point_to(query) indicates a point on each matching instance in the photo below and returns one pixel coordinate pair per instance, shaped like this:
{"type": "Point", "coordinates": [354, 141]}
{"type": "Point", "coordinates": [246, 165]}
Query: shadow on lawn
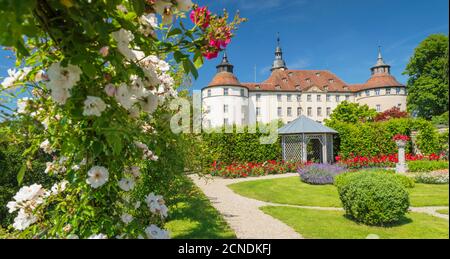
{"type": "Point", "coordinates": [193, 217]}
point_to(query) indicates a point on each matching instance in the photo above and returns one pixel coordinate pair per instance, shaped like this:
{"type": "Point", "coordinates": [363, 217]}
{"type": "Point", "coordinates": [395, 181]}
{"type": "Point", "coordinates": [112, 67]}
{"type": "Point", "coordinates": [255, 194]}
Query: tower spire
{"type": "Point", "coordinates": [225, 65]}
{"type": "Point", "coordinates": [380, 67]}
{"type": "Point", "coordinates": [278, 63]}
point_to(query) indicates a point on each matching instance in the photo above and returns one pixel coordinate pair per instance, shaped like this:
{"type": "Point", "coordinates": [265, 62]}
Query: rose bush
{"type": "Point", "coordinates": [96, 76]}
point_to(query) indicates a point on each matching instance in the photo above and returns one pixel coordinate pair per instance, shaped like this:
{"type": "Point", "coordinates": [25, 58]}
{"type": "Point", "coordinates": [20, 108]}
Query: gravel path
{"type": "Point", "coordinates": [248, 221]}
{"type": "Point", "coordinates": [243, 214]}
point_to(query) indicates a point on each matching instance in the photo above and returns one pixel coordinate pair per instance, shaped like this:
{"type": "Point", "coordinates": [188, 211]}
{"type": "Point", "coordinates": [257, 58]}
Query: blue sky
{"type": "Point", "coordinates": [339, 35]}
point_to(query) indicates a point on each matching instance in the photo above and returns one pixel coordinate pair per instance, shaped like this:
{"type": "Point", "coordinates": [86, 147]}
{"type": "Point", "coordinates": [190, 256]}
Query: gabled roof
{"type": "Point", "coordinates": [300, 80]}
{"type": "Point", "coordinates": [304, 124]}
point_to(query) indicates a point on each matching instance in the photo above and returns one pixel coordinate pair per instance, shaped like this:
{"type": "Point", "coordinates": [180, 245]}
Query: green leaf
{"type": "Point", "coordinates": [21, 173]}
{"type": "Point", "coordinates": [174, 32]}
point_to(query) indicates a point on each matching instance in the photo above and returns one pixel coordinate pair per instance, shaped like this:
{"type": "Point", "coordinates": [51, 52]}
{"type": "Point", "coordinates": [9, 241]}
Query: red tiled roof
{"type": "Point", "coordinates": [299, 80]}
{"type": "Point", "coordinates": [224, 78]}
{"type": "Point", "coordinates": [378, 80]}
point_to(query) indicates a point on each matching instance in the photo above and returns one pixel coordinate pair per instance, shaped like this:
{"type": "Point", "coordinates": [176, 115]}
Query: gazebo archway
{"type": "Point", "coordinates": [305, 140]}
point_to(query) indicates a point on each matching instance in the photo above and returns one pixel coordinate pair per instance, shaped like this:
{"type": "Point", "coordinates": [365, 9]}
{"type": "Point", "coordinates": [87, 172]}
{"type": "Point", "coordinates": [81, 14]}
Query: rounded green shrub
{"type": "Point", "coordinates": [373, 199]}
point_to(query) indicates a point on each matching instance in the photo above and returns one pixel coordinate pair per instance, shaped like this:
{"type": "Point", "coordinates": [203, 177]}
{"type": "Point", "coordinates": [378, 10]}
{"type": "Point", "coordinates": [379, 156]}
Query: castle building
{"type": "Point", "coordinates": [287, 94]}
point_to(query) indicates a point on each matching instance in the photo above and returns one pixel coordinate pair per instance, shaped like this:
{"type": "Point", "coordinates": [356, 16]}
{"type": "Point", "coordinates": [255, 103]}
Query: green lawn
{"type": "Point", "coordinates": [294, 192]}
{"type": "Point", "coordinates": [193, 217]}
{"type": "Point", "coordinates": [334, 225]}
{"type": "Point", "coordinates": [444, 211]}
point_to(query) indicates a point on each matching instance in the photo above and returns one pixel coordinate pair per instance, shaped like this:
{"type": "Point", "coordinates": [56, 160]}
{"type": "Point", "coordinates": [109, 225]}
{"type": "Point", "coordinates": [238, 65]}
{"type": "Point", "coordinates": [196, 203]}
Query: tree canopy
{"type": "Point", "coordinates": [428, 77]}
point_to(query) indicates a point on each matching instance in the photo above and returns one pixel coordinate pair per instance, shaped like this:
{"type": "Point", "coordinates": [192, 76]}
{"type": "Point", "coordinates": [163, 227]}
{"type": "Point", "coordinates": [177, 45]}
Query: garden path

» YOUR TASK: Repeat the listing verbatim. Skip the pictures.

» EXERCISE RESPONSE:
point_to(query) indicates a point on each matching instance in the photo below and returns one pixel coordinate pair per instance, shaped like this:
{"type": "Point", "coordinates": [354, 141]}
{"type": "Point", "coordinates": [246, 165]}
Query: shadow on lawn
{"type": "Point", "coordinates": [193, 217]}
point_to(query) indicates a point on each matching instance in the photo above and returns one pixel coordinate pair per instance, shaped like this:
{"type": "Point", "coordinates": [363, 217]}
{"type": "Point", "coordinates": [395, 181]}
{"type": "Point", "coordinates": [112, 67]}
{"type": "Point", "coordinates": [255, 194]}
Query: tower spire
{"type": "Point", "coordinates": [225, 65]}
{"type": "Point", "coordinates": [380, 67]}
{"type": "Point", "coordinates": [278, 63]}
point_to(query) indicates a point on each matching instance in the photo above and returns one pixel coordinate pair per instance, shaped like this:
{"type": "Point", "coordinates": [265, 62]}
Query: rose bush
{"type": "Point", "coordinates": [96, 76]}
point_to(query) indicates a point on each matching instance in the photo above and returns one pixel coordinate pair per instance, shaped like this:
{"type": "Point", "coordinates": [25, 58]}
{"type": "Point", "coordinates": [20, 108]}
Query: gravel path
{"type": "Point", "coordinates": [248, 221]}
{"type": "Point", "coordinates": [243, 214]}
point_to(query) indicates a point on each matching instance in the photo above and returns one pixel coordinate pair per instance, shaped like this:
{"type": "Point", "coordinates": [188, 211]}
{"type": "Point", "coordinates": [257, 58]}
Query: blue sky
{"type": "Point", "coordinates": [339, 35]}
point_to(query) indicates a point on each matching instance in the photo above and returns one pixel coordinate pair per instance, shaped like this:
{"type": "Point", "coordinates": [86, 147]}
{"type": "Point", "coordinates": [190, 256]}
Query: gabled roof
{"type": "Point", "coordinates": [300, 80]}
{"type": "Point", "coordinates": [304, 124]}
point_to(query) indicates a point on each matching instance in the photo above and returns one pixel coordinate pair per instance, shaped like this:
{"type": "Point", "coordinates": [180, 245]}
Query: green leaf
{"type": "Point", "coordinates": [21, 173]}
{"type": "Point", "coordinates": [174, 32]}
point_to(query) indicates a point on each matching instance in the photo above and returns one pixel coordinate pair per instance, shaped like this:
{"type": "Point", "coordinates": [51, 52]}
{"type": "Point", "coordinates": [9, 241]}
Query: red tiled roof
{"type": "Point", "coordinates": [299, 80]}
{"type": "Point", "coordinates": [224, 78]}
{"type": "Point", "coordinates": [378, 80]}
point_to(query) indicates a point on each matching instance in the photo above and returns one pixel coordinate pair per instance, shaped like this:
{"type": "Point", "coordinates": [176, 115]}
Query: gazebo archway
{"type": "Point", "coordinates": [305, 140]}
point_to(query) indicates a point on each matching instance in the photo above and returns one pixel coordinate pair per instance, shaped like this:
{"type": "Point", "coordinates": [365, 9]}
{"type": "Point", "coordinates": [87, 172]}
{"type": "Point", "coordinates": [81, 14]}
Query: rounded green shrub
{"type": "Point", "coordinates": [373, 199]}
point_to(query) indicates a point on each matching instance in the photo above and returns one pixel coordinate pair per instance, shaped like this:
{"type": "Point", "coordinates": [203, 177]}
{"type": "Point", "coordinates": [378, 10]}
{"type": "Point", "coordinates": [379, 156]}
Query: castle building
{"type": "Point", "coordinates": [287, 94]}
point_to(query) indicates a point on each matching instance in the photo above and returns one pixel coordinate pair per instance, shaped like this:
{"type": "Point", "coordinates": [356, 16]}
{"type": "Point", "coordinates": [255, 103]}
Query: green lawn
{"type": "Point", "coordinates": [294, 192]}
{"type": "Point", "coordinates": [193, 217]}
{"type": "Point", "coordinates": [334, 225]}
{"type": "Point", "coordinates": [444, 211]}
point_to(query) indicates a point on each matching instance in the photo above and returns one pixel coordinate pair per instance, shaped like this:
{"type": "Point", "coordinates": [56, 160]}
{"type": "Point", "coordinates": [109, 225]}
{"type": "Point", "coordinates": [238, 65]}
{"type": "Point", "coordinates": [196, 203]}
Query: tree canopy
{"type": "Point", "coordinates": [428, 77]}
point_to(query) indicates a point on each matching instance in the photo above and returns one pixel coordinate pair per instance, shaped like this:
{"type": "Point", "coordinates": [192, 76]}
{"type": "Point", "coordinates": [163, 227]}
{"type": "Point", "coordinates": [177, 45]}
Query: garden path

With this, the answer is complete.